Die Aufgabe:
Führen Sie den Text über die Staatsverweigerung nach seinem letzten Satz weiter.

Ausgewählter Abschnitt:

◇ ◇ ◇ ◇ ◇ ◇ ◇

Die Irrsinnigkeiten der Staatsverweigerung

Radikalisierter Libertarismus ist natürlich grundsätzlich schon eine Art von Verrücktheit, denn lebenswerte Gesellschaften sind immer Gesellschaften mit einem Staat, der sich auch in das Leben von Menschen einmischt. Wir haben eine Straßenverkehrsordnung, die regelt, dass wir bei Rot nicht über die Kreuzung fahren dürfen. Manche Regeln sind auch insofern unlogisch, weil wir als angemessen ansehen, woran wir uns gewöhnt haben, und als unangemessen, was man uns neu vorschreibt. Haschisch ist verboten, Alkohol nicht. Über das Rauchverbot in Kneipen regten sich viele auf, mittlerweile haben sich die meisten beruhigt.

◇ ◇ ◇ ◇ ◇ ◇ ◇

Materialauszüge:
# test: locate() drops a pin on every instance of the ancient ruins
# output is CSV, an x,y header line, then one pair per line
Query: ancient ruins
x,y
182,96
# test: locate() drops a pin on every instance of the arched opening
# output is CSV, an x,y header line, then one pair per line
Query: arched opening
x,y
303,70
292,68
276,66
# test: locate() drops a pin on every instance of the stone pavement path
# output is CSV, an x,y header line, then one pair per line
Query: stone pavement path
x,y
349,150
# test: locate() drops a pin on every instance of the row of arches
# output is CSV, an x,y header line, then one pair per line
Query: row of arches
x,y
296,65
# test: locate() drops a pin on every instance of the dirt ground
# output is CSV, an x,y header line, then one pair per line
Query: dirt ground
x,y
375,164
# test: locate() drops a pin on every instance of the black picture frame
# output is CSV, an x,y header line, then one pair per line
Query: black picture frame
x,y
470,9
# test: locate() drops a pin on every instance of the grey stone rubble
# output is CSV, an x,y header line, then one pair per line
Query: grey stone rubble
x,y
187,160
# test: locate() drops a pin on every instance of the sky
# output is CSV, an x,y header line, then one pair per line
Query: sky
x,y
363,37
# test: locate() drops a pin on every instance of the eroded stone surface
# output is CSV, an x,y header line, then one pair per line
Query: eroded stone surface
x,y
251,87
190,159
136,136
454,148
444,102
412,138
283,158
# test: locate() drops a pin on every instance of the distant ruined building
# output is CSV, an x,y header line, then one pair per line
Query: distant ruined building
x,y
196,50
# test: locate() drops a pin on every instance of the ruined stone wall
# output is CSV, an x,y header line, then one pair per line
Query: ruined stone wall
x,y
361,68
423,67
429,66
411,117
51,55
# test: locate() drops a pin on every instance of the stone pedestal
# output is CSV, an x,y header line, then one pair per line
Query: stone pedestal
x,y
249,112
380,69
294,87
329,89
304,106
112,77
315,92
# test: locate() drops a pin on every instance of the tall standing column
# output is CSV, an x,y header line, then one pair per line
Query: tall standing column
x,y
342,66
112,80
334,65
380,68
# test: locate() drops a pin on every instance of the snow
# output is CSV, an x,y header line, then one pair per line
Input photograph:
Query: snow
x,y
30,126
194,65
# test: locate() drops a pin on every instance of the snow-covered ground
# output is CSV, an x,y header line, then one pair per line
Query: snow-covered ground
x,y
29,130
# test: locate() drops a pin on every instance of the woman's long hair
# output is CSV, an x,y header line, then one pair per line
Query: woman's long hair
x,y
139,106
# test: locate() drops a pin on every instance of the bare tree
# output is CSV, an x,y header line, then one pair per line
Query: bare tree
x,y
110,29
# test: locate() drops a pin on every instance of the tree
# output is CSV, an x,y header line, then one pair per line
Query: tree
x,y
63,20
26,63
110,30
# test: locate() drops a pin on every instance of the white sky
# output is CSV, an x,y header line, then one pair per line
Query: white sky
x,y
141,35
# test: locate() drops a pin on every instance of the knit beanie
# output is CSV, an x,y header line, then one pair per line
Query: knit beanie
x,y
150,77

◇ ◇ ◇ ◇ ◇ ◇ ◇

Das Ergebnis:
Wir haben ein Steuer- und Abgabensystem, damit Straßen oder Krankenhäuser gebaut werden können, Schulen, Kindergärten und Universitäten und vieles mehr. Staaten mit einem ordentlichen Gesundheitssystem, auf das man sich im Notfall verlassen kann, haben mindestens eine Versicherungspflicht (wie die Schweiz), oder meist auch ein öffentliches Versicherungssystem (wie wir in Österreich). Radikalisierte Libertäre halten sogar jede Steuer für eine Art von „Raub“, aber im Grunde fahren sie dann doch ganz gerne mit ihren SUVs auf öffentlichen Straßen. Wer Gemeinwesen bevorzugt, in denen der Staat möglichst wenig regelt, soll nach Somalia gehen, da gehen nur sieben Prozent des BIP durch die Hände des Staates, und Polizei gibt es da wohl auch wenig, dafür umso mehr Piraten. Wirklich glücklich wird man da eher nicht werden.

Stellen wir uns für einen Augenblick eine junge Frau vor, die bei einem wirtschaftliberalen Think-Tank in der Medienabteilung arbeitet, und führen wir uns ihren Tagesablauf vor Augen. Morgens klingelt der Wecker, sie schaltet das Licht an, trottet ins Bad, nimmt eine Dusche. Danach macht sie das Essen für die Kinder fertig, checkt vielleicht noch etwas für die Pflegerin der hilfsbedürftigen Mutter, kurz darauf gehen alle aus dem Haus, die Kinder werden zur Schule gebracht, danach hüpft die Angestellte in die S-Bahn ins Stadtzentrum, geht ins Büro, schaltet den Computer ein und erklärt auf Social Media, dass der Staat immer ineffizient ist.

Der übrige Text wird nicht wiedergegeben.